→ **WHAT TO DO**
Your task is to return the span of lines beginning at the one with "dark shape in" and ending at the last line of the data, exactly as it stands.

→ **RECORDS FOR PROCESSING**
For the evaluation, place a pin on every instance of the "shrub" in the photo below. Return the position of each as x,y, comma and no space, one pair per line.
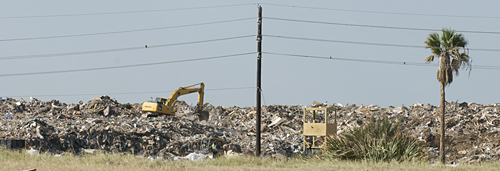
378,140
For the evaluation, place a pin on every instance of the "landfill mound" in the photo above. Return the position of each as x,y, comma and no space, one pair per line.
106,125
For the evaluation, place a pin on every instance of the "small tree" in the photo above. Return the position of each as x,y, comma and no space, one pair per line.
451,59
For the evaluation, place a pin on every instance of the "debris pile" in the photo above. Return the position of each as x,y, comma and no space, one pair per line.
106,125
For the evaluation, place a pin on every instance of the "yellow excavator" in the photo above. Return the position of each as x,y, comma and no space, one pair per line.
166,106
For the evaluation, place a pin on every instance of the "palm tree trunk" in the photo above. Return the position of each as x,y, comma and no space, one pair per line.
441,143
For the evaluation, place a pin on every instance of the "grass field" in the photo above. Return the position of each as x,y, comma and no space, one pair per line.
16,160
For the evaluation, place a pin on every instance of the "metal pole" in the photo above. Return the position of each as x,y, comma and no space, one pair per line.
259,57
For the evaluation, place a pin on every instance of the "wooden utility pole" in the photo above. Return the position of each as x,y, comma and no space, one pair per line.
259,57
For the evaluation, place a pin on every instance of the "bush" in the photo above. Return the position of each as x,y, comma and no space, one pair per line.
378,140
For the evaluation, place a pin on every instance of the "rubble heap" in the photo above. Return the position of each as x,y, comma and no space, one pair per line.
104,124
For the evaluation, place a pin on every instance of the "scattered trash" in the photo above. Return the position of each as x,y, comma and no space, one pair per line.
103,124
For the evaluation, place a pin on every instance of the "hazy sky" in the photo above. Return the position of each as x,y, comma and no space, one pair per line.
94,34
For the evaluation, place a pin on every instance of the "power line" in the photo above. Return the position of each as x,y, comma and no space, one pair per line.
367,43
124,31
122,66
378,61
116,49
142,92
375,26
382,12
123,12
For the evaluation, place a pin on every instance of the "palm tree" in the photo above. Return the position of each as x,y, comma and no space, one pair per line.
445,48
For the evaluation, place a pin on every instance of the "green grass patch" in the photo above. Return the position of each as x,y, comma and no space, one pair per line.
377,140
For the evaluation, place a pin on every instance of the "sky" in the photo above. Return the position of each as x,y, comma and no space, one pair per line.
63,50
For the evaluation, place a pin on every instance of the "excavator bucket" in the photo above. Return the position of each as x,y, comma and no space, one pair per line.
203,115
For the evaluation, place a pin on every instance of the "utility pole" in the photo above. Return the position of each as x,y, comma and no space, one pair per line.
259,62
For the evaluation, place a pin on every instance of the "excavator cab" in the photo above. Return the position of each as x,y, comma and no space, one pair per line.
166,106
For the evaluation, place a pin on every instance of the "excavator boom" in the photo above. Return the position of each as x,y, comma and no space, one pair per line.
166,106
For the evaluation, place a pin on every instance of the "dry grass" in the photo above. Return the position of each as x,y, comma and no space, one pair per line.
14,160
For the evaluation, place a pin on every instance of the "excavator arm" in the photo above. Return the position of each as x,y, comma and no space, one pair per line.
166,106
188,90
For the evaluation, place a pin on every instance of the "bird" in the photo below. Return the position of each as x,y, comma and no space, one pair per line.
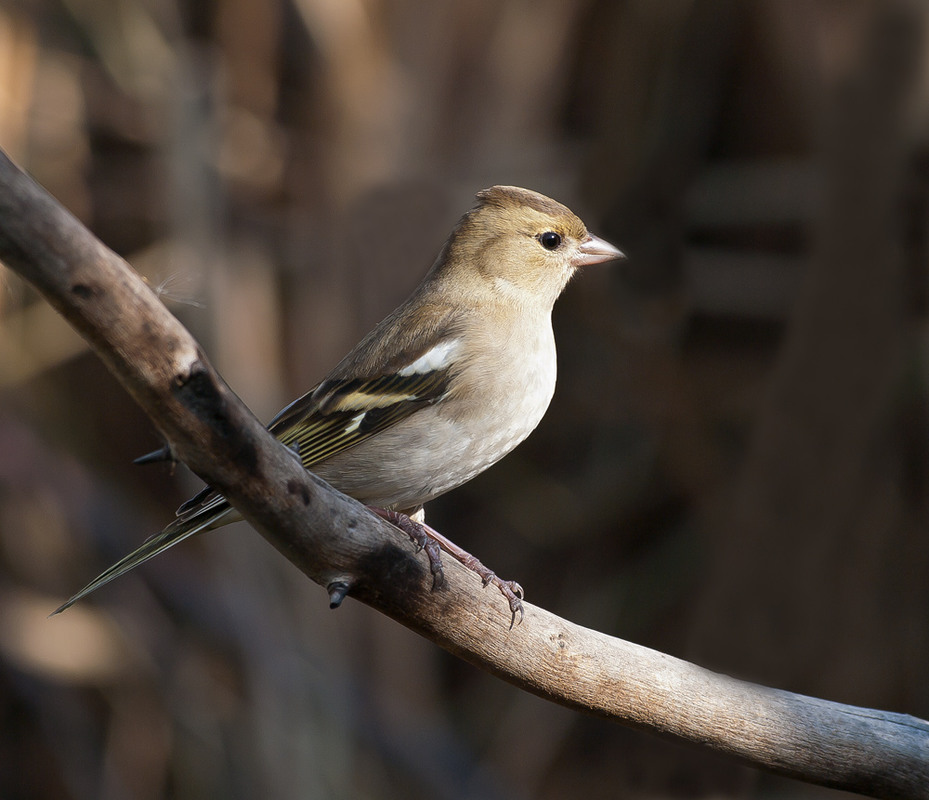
441,389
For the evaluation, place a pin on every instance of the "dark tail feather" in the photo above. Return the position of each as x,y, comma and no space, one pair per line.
182,528
164,454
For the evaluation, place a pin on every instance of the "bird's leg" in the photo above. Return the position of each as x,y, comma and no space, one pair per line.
431,541
417,531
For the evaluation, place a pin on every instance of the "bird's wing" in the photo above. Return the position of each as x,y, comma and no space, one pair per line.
341,412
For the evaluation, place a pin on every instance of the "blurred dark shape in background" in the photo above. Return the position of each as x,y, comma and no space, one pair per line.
734,469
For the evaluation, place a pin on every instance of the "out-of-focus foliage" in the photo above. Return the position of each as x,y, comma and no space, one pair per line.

→ **ANSWER TO THE TASK**
For the evaluation, place a pin on every instance of the "blurred dark shape in background" in the photo above. Return the position of each as x,y, comma and no space, one pair per line.
734,469
For the evaluation, place a pin on every instance of the "out-of-focus foliage" in the photo above. Return the position of each as x,y, comma and no space, one pair per line.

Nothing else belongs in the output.